(Beginning of Dataset records)

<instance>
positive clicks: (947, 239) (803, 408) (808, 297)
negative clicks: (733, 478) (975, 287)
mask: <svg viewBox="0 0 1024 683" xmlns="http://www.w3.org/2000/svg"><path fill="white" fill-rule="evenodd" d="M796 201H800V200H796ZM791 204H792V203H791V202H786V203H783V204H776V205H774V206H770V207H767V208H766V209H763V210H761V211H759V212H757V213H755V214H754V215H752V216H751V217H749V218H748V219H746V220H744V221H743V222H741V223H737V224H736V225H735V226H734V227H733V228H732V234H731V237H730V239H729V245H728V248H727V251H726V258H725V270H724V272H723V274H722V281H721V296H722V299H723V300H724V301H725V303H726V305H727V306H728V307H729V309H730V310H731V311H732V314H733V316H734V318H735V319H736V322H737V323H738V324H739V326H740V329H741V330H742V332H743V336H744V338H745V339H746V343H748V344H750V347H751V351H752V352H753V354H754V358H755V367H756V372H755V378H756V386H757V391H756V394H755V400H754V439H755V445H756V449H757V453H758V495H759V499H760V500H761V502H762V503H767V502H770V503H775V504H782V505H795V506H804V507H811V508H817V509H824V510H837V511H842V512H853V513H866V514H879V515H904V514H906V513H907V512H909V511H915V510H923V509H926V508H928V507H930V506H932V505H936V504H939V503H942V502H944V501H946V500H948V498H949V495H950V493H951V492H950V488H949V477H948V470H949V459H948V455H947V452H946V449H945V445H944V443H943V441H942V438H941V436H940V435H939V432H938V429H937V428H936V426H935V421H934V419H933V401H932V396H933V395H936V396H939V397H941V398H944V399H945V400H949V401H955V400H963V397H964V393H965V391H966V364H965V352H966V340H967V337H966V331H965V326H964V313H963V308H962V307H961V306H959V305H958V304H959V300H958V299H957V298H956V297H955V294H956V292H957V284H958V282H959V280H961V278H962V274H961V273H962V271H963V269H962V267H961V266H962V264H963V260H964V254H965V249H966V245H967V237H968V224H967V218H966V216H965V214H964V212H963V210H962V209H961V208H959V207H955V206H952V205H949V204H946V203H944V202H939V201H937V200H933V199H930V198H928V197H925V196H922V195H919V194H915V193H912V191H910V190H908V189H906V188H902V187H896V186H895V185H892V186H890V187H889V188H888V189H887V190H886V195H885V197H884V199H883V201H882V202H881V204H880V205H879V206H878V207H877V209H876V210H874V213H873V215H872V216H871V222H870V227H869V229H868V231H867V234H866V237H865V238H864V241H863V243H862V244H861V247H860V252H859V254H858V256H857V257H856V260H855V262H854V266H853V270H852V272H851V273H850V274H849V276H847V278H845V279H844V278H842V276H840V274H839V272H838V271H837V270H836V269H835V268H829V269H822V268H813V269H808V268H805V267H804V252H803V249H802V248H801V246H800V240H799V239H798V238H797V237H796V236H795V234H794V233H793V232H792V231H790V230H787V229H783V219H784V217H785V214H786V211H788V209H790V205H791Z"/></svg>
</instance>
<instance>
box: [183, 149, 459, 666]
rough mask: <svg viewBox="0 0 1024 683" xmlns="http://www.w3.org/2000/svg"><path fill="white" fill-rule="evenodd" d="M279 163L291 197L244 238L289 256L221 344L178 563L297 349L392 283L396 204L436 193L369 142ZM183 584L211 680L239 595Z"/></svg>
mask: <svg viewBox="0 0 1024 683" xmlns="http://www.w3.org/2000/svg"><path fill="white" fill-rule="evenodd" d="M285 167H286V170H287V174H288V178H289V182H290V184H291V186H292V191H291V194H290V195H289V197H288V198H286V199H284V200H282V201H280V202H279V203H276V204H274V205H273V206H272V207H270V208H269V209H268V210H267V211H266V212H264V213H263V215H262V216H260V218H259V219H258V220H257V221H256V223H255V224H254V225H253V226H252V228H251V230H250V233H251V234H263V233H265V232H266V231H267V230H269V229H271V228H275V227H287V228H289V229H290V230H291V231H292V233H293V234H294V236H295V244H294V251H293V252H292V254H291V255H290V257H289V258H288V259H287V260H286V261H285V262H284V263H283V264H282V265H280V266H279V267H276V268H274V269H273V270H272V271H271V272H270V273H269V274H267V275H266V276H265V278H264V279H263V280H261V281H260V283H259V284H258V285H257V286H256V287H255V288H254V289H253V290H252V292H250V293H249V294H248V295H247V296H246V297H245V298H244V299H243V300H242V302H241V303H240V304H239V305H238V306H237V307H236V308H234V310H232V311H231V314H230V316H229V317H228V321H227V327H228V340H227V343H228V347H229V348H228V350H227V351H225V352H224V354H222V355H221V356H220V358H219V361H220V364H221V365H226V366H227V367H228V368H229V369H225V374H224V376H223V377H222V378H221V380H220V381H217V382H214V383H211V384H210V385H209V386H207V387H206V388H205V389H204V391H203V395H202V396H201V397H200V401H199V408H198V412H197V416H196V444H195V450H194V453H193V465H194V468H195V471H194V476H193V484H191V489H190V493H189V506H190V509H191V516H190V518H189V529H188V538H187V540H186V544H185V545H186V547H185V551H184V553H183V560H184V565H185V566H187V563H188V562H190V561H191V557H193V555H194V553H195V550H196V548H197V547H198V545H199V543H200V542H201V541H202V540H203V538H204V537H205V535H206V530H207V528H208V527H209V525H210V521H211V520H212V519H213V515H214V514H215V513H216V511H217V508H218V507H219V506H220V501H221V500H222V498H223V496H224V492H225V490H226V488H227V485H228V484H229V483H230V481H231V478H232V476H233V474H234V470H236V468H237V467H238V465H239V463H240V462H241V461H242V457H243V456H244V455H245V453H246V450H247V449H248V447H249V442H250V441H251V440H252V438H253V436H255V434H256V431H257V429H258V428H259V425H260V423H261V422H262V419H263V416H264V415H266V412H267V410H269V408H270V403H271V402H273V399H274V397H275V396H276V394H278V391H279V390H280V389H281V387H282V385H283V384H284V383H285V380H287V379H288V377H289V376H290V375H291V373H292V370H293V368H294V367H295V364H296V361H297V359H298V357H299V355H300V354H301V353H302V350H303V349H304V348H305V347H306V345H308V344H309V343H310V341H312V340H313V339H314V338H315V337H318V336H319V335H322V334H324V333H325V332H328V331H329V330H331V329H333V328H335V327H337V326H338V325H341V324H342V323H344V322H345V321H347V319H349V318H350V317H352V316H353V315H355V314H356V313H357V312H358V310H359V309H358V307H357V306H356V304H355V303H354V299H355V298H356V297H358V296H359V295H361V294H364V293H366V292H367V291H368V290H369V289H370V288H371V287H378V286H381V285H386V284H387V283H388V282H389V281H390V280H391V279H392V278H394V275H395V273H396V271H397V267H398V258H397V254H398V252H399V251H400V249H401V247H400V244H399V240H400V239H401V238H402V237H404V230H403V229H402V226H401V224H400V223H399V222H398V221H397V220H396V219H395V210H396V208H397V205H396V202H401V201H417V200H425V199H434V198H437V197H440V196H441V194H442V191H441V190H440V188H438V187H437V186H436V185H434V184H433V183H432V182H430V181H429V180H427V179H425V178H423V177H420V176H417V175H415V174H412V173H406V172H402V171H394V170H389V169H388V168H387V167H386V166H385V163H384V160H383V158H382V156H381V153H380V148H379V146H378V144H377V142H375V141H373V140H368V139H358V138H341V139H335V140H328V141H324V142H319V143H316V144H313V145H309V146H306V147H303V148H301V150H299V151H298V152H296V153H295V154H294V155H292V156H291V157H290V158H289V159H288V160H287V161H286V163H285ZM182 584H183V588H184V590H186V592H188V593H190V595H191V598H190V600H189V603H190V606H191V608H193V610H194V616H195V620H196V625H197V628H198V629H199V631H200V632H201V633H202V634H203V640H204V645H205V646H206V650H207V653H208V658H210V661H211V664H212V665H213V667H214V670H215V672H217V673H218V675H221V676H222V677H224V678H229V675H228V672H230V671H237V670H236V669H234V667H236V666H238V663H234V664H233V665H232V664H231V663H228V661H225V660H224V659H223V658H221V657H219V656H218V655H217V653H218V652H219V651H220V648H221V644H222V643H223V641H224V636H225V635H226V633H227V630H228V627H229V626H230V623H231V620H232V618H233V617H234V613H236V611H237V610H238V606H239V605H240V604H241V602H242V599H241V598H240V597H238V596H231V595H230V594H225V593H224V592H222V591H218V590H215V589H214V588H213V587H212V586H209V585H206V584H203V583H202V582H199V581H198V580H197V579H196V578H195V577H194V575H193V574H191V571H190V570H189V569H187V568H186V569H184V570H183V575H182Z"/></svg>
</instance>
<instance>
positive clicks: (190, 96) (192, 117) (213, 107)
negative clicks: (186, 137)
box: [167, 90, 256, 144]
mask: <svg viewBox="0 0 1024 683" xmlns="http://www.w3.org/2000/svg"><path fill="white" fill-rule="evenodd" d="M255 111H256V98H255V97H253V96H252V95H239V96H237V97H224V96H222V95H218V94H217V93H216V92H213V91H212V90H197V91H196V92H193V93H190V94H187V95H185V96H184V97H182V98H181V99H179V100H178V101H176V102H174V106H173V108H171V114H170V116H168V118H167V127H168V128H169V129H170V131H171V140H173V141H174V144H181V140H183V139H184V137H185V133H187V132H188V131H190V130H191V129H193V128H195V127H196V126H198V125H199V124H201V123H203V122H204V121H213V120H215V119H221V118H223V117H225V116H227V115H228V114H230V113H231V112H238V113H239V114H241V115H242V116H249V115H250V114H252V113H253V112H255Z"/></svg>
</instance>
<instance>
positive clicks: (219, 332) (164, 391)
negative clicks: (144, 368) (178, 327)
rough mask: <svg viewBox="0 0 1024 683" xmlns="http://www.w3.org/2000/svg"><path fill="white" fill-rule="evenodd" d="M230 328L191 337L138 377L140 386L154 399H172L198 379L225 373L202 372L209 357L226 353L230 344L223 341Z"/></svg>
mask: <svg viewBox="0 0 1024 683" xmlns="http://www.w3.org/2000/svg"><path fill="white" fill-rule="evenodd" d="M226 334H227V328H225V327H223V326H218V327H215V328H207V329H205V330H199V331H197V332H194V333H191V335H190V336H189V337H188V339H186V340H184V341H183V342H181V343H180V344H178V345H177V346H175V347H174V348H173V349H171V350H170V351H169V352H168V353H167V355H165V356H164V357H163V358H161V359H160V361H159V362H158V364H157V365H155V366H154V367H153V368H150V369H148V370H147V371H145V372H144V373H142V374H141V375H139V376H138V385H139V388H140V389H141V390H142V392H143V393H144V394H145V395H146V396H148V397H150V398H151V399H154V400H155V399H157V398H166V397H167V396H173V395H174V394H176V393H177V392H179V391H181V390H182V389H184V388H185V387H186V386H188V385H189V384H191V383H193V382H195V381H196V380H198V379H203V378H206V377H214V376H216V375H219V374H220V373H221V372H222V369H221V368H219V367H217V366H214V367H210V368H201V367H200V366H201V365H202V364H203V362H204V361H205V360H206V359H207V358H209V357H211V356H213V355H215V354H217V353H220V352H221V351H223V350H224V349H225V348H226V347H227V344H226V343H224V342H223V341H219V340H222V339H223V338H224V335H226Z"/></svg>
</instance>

(End of Dataset records)

§ Task prompt: For this exercise, output exactly the lines above from the line with "positive clicks: (190, 96)" to the line with "positive clicks: (219, 332) (164, 391)", counting both, and leave out the rest.

§ Answer space:
positive clicks: (190, 96) (192, 117) (213, 107)
negative clicks: (186, 137)
box: [167, 90, 256, 144]
mask: <svg viewBox="0 0 1024 683" xmlns="http://www.w3.org/2000/svg"><path fill="white" fill-rule="evenodd" d="M255 111H256V98H255V97H253V96H252V95H239V96H237V97H224V96H222V95H218V94H217V93H216V92H213V91H212V90H197V91H196V92H193V93H190V94H187V95H185V96H184V97H182V98H181V99H179V100H178V101H176V102H174V106H173V108H171V114H170V116H168V118H167V127H168V128H169V129H170V131H171V140H173V141H174V144H181V140H183V139H184V137H185V133H187V132H188V131H190V130H191V129H193V128H195V127H196V126H198V125H199V124H201V123H203V122H204V121H213V120H215V119H221V118H223V117H225V116H227V115H228V114H230V113H231V112H238V113H239V114H241V115H242V116H249V115H250V114H252V113H253V112H255Z"/></svg>
</instance>
<instance>
positive clicks: (219, 332) (164, 391)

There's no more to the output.